----- Passage for review -----
Character string or NULL. If a path is provided (e.g., "go_results.csv"), the enrichment results table will be saved to this CSV file.

maxGSSize

Integer. Maximum size of gene sets to consider. Default: 1000.

minGSSize

Integer. Minimum size of gene sets to consider. Default: 10.

clean_gene_symbols

Logical. Removes snoRNAs and tRNAs (common sources of accidental bias between different NGS methods) from the gene lists prior to enrichment analysis. Default: TRUE.

Value

A list containing:

enrich_go_object: `enrichResult` object from `clusterProfiler`.
results_table: Data frame of enrichment results.
dot_plot: `ggplot` object of the dot plot.

NULL if no significant enrichment is found or if input validation fails.

Details

This function assumes that the `analysis` slot in the `diff_results` object contains a `gene_id` column. If this column is not present, or cannot be processed, the function will return NULL.
----- Dataset extract -----
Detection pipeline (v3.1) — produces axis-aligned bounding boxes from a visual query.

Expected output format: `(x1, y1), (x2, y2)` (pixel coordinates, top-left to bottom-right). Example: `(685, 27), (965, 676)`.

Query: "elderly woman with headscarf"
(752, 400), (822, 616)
-----
■ What you should do
Rewrite the part of the function documentation starting with "Logical. Removes snoRNAs" and going on through "input validation fails.", replacing "dot plot" with "bar plot".

■ Answer space
Logical. Removes snoRNAs and tRNAs (common sources of accidental bias between different NGS methods) from the gene lists prior to enrichment analysis. Default: TRUE.

Value

A list containing:

enrich_go_object: `enrichResult` object from `clusterProfiler`.
results_table: Data frame of enrichment results.
dot_plot: `ggplot` object of the bar plot.

NULL if no significant enrichment is found or if input validation fails.